Work to complete.
- a) From the git-crossref package page, set down the passage that begins at the words "Requires-Dist: pytest-mock>=3.10.0 ;" and stops after "it gets updated.", matching it character for character.
- b) Extend the git-crossref package page past its final sentence, continuing the tool's description in the same style.

Page excerpt.
Requires-Dist: black>=23.0.0 ; extra == "dev"
Requires-Dist: isort>=5.12.0 ; extra == "dev"
Requires-Dist: ruff>=0.1.0 ; extra == "dev"
Requires-Dist: mypy>=1.5.0 ; extra == "dev"
Requires-Dist: types-PyYAML>=6.0.0 ; extra == "dev"
Requires-Dist: pytest>=7.0.0 ; extra == "dev"
Requires-Dist: pytest-cov>=4.0.0 ; extra == "dev"
Requires-Dist: pytest-mock>=3.10.0 ; extra == "dev"
Project-URL: Homepage, https://github.com/aesteve-rh/git-crossref
Project-URL: Issues, https://github.com/aesteve-rh/git-crossref/issues
Project-URL: Repository, https://github.com/aesteve-rh/git-crossref
Provides-Extra: dev

# git-crossref

A Git-based vendoring tool that lets you selectively sync specific files and directories from multiple remote repositories into your project. Think of it as a lightweight alternative to Git submodules, giving you fine-grained control over what gets included and when it gets updated.

Information supplied.
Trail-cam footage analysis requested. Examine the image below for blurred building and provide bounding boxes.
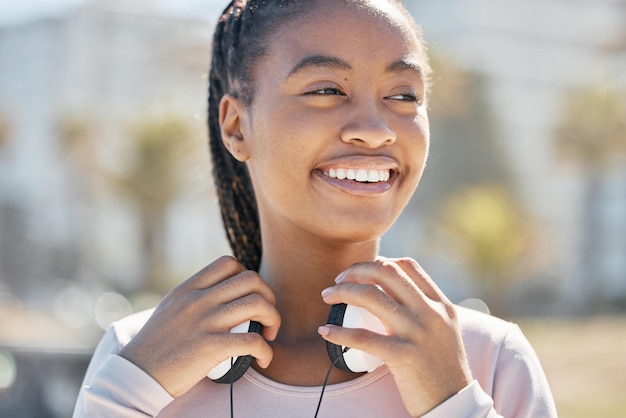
[407,0,626,312]
[0,1,225,299]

Expected results.
- a)
Requires-Dist: pytest-mock>=3.10.0 ; extra == "dev"
Project-URL: Homepage, https://github.com/aesteve-rh/git-crossref
Project-URL: Issues, https://github.com/aesteve-rh/git-crossref/issues
Project-URL: Repository, https://github.com/aesteve-rh/git-crossref
Provides-Extra: dev

# git-crossref

A Git-based vendoring tool that lets you selectively sync specific files and directories from multiple remote repositories into your project. Think of it as a lightweight alternative to Git submodules, giving you fine-grained control over what gets included and when it gets updated.

- b)
## Why Use git-crossref?

Perfect for scenarios where you need to:

- Vendor specific files: pull only the files you need, not entire repositories
- Keep dependencies current: easily update to specific commits, tags, or branches
- Multiple sources: combine files from different repositories into your project
- Fast synchronization: hash-based change detection means only modified files are updated
- Team coordination: version-controlled configuration ensures everyone syncs the same files
- Safe updates: local change detection prevents accidental overwrites
- File transformations: apply text transformations during sync (e.g., import path updates)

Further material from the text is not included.